_Consigne écrite 1_:
Actualisez les lignes d'étiquetage, de la ligne contenant « Could you please pick out the sun glare » jusqu'à celle contenant « Target: wet rock surface » incluses, en remplaçant « placing » par « marking », sans rien modifier d'autre.

_Extrait choisi_:
┄┄┄┄┄┄
Dans sa communication sur l’activisme actionnarial du 28 avril 2020, l’AMF avait proposé plusieurs mesures ciblées afin d’améliorer la transparence du marché, de promouvoir le dialogue entre émetteurs et actionnaires, et d’accroître ses capacités de réaction. Après avoir consulté ses commissions consultatives, l’AMF a approuvé plusieurs évolutions de sa doctrine qui sont présentées ci-après.
Communication des émetteurs en cours de « quiet period » en réponse à des actionnaires activistes
Dans sa communication sur l’activisme actionnarial, l’AMF indiquait qu’elle : « amendera sa doctrine afin de préciser que, sous réserve notamment de la réglementation relative aux abus de marché, les émetteurs peuvent apporter toute information nécessaire au marché, même en cours de « quiet period », en réponse à des déclarations publiques les concernant. »
Dans la lignée de cette proposition, l’AMF a décidé d’amender comme suit le paragraphe 1.6.1 du guide de l’information permanente et de la gestion de l’information privilégiée de l’AMF :
1.6.1. L’instauration d’une période d’« embargo » avant la publication des résultats annuels, semestriels ou trimestriels
Recommandation :
« Afin de ne pas courir le risque de communiquer des informations financières parcellaires qui peuvent conduire leurs destinataires à anticiper les résultats de l’émetteur avant leur publication, l’AMF recommande aux émetteurs de faire précéder l’annonce de leurs résultats annuels, semestriels ou trimestriels d’une période pendant laquelle ils se refusent à donner aux analystes financiers et aux investisseurs des informations nouvelles sur la marche de leurs affaires et leurs résultats. Afin d’assurer une efficacité maximale à cette période d’« embargo », l’émetteur devrait sensibiliser ses principaux responsables, y compris opérationnels, susceptibles d’être interrogés.
┄┄┄┄┄┄
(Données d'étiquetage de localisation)
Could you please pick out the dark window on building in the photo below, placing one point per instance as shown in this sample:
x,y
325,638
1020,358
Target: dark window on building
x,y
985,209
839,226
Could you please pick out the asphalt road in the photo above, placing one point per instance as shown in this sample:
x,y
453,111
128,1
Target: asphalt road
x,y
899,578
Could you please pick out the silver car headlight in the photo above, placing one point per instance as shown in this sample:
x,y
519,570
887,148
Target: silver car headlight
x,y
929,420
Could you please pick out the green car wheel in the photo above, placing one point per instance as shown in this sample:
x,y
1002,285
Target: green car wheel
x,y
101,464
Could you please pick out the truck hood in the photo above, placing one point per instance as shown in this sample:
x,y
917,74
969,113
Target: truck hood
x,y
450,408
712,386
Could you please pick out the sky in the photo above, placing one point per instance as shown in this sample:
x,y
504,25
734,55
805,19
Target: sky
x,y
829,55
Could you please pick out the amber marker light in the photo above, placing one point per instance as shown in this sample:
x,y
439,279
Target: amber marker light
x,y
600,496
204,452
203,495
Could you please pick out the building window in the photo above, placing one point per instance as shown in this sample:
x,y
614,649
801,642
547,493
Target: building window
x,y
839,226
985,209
┄┄┄┄┄┄
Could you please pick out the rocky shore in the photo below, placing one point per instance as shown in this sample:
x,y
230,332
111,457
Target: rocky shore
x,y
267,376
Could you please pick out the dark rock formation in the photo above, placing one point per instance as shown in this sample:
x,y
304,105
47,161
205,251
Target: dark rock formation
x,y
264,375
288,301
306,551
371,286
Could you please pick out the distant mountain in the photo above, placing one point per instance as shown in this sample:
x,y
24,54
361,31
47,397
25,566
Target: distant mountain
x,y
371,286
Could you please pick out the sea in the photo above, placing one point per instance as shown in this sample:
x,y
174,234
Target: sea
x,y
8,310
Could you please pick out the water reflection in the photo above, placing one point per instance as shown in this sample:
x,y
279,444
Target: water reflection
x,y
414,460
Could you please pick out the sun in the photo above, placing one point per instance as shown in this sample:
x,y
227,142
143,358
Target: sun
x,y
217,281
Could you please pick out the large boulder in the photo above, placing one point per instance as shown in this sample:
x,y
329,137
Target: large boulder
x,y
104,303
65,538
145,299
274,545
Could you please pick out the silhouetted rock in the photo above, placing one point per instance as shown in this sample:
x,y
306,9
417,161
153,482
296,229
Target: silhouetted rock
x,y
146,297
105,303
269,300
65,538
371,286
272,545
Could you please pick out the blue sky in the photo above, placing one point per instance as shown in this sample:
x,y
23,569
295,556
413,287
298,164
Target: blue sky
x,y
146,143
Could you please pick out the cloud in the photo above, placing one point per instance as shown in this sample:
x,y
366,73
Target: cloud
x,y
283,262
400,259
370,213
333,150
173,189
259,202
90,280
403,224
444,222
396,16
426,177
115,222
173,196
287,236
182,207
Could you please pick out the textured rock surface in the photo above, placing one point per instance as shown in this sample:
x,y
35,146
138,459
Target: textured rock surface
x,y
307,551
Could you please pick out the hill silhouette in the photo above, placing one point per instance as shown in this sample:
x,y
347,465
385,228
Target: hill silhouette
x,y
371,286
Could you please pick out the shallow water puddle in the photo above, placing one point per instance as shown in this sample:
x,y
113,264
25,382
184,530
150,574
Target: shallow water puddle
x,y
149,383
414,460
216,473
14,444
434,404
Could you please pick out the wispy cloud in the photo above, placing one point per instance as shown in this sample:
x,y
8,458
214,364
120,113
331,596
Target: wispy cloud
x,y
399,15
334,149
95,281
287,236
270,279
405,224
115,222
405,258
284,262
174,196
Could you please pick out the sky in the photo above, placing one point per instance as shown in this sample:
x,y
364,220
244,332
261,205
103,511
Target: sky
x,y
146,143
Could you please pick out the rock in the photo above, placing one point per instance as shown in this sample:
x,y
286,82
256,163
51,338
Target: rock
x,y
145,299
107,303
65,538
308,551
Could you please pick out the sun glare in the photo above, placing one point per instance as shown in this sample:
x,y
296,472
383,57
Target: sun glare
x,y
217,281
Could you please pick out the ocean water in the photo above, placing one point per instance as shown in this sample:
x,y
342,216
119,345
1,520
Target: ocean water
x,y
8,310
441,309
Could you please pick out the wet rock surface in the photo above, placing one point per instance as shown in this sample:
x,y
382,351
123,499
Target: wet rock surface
┄┄┄┄┄┄
_Consigne écrite 2_:
D'après l'extrait sur l'activisme actionnarial, les affirmations suivantes sont-elles exactes ? Répondez par oui ou par non pour chacune et citez les mots décisifs de l'extrait.
(a) La communication de l'AMF sur l'activisme actionnarial date du 28 avril 2020.
(b) L'AMF a décidé de modifier le paragraphe 1.6.1 de son guide de l'information permanente et de la gestion de l'information privilégiée.
(c) La période d'« embargo » recommandée ne précède que l'annonce des résultats annuels.

_Corrigé de l'exercice 1_:
Could you please pick out the sun glare in the photo above, marking one point per instance as shown in this sample:
x,y
296,472
383,57
Target: sun glare
x,y
217,281
Could you please pick out the ocean water in the photo above, marking one point per instance as shown in this sample:
x,y
342,216
119,345
1,520
Target: ocean water
x,y
8,310
441,309
Could you please pick out the wet rock surface in the photo above, marking one point per instance as shown in this sample:
x,y
382,351
123,499
Target: wet rock surface

_Corrigé de l'exercice 2_:
(a) Oui : « Dans sa communication sur l’activisme actionnarial du 28 avril 2020 ».
(b) Oui : « l’AMF a décidé d’amender comme suit le paragraphe 1.6.1 du guide de l’information permanente et de la gestion de l’information privilégiée de l’AMF ».
(c) Non : « faire précéder l’annonce de leurs résultats annuels, semestriels ou trimestriels d’une période ».